EXTRACT ▸
__________

Use Vagrant, Foreman, and Puppet to provision and configure HAProxy as a reverse proxy, load-balancer for a cluster of Apache web servers.
Introduction
In this post, we will use several technologies, including Vagrant, Foreman, and Puppet, to provision and configure a basic load-balanced web server environment. In this environment, a single node with HAProxy will act as a reverse proxy and load-balancer for two identical Apache web server nodes. All three nodes will be provisioned and bootstrapped using Vagrant, from a Linux CentOS 6.5 Vagrant Box. Afterwards, Foreman, with Puppet, will then be used to install and configure the nodes with HAProxy and Apache, using a series of Puppet modules.
For this post, I will assume you already have running instances of Vagrant with the vagrant-hostmanager plugin, VirtualBox, and Foreman. If you are unfamiliar with Vagrant, the vagrant-hostmanager plugin, VirtualBox, Foreman, or Puppet, review my recent post, Installing Foreman and Puppet Agent on Multiple VMs Using Vagrant and VirtualBox. This post demonstrates how to install and configure Foreman. In addition, the post also demonstrates how to provision and bootstrap virtual machines using Vagrant and VirtualBox. Basically, we will be repeating many of this same steps in this post, with the addition of HAProxy, Apache, and some custom configuration Puppet modules.
All code for this post is available on GitHub. However, it been updated as of 8/23/2015. Changes were required to fix compatibility issues with the latest versions of Puppet 4.x and Foreman. Additionally, the version of CentOS on all VMs was updated from 6.6 to 7.1 and the version of Foreman was updated from 1.7 to 1.9.

__________

DATASET EXCERPTS ▸
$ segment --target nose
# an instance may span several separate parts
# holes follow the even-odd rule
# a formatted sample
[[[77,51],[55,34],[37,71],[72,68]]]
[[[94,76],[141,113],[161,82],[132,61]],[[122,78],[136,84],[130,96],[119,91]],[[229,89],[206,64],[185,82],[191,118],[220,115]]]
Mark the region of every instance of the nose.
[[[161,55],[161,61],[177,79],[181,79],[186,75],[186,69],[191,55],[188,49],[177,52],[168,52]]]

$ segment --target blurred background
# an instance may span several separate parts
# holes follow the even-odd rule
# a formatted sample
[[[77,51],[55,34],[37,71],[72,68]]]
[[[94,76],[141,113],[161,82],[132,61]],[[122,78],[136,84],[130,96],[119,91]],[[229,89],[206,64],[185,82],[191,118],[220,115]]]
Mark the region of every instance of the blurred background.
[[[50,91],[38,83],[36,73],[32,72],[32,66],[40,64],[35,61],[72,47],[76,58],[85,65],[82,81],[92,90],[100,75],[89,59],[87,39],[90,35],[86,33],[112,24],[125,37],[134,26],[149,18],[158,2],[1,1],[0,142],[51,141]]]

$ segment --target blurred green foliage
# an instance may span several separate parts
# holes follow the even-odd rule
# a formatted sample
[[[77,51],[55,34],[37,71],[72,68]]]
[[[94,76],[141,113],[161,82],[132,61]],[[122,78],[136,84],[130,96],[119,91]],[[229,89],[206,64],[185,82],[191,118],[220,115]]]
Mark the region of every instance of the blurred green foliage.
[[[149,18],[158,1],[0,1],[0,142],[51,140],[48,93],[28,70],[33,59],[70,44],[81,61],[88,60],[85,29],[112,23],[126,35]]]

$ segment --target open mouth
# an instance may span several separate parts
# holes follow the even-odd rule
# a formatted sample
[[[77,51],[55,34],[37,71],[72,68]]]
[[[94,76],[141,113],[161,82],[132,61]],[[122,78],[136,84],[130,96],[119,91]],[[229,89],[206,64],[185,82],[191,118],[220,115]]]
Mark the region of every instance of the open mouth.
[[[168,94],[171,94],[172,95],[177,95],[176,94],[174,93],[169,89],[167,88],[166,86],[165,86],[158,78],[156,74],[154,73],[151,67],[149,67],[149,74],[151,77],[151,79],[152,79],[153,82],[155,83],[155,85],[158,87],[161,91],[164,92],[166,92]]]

__________

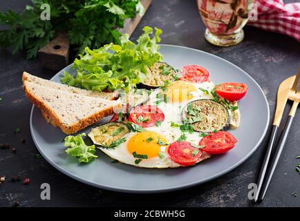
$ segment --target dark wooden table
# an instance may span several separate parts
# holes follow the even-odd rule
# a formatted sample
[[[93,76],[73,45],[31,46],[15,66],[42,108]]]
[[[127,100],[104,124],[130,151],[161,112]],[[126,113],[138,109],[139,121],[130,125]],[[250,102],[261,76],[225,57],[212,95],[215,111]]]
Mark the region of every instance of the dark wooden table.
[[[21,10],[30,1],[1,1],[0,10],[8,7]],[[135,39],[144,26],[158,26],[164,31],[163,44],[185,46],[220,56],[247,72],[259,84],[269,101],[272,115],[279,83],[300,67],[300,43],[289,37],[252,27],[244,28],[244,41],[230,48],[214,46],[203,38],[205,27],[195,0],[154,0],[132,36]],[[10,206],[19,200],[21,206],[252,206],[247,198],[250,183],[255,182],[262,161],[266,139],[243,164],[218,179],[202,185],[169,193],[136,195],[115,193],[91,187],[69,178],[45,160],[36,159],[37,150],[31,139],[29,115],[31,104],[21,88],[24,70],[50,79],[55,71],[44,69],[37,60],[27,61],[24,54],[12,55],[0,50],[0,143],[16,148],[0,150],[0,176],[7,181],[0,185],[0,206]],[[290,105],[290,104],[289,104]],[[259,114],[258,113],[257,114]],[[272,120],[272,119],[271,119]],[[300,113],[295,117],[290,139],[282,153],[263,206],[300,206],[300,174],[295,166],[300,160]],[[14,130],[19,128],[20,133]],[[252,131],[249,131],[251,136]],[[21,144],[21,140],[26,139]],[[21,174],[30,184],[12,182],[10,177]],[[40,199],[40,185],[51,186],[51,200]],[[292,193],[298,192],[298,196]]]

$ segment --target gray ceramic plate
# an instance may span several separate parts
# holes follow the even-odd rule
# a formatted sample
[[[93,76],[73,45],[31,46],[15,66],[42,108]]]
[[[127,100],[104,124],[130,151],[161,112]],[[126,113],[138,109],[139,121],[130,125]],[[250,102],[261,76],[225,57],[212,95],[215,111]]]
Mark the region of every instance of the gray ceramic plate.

__________

WRITTEN TASK 1 ▸
According to the HAProxy load-balancing guide, how many Apache web server nodes does the single HAProxy node serve as a reverse proxy and load-balancer for?
WRITTEN TASK 2 ▸
Continue the HAProxy load-balancing guide from its last sentence.

RIGHT ANSWER 1 ▸
Two identical Apache web server nodes.

RIGHT ANSWER 2 ▸
Steps
Here is a high-level overview of our steps in this post:
- Provision and configure the three CentOS-based virtual machines (‘nodes’) using Vagrant and VirtualBox
- Install the HAProxy and Apache Puppet modules, from Puppet Forge, onto the Foreman server
- Install the custom HAProxy and Apache Puppet configuration modules, from GitHub, onto the Foreman server
- Import the four new module’s classes to Foreman’s Puppet class library
- Add the three new virtual machines (‘hosts’) to Foreman
- Configure the new hosts in Foreman, assigning the appropriate Puppet classes
- Apply the Foreman Puppet configurations to the new hosts
- Test HAProxy is working as a reverse and proxy load-balancer for the two Apache web server nodes
In this post, I will use the terms ‘virtual machine’, ‘machine’, ‘node’, ‘agent node’, and ‘host’, interchangeable, based on each software’s own nomenclature.
Provisioning
First, using the process described in the previous post, provision and bootstrap the three new virtual machines. The new machine’s Vagrant configuration is shown below. This should be added to the JSON configuration file. All code for the earlier post is available on GitHub.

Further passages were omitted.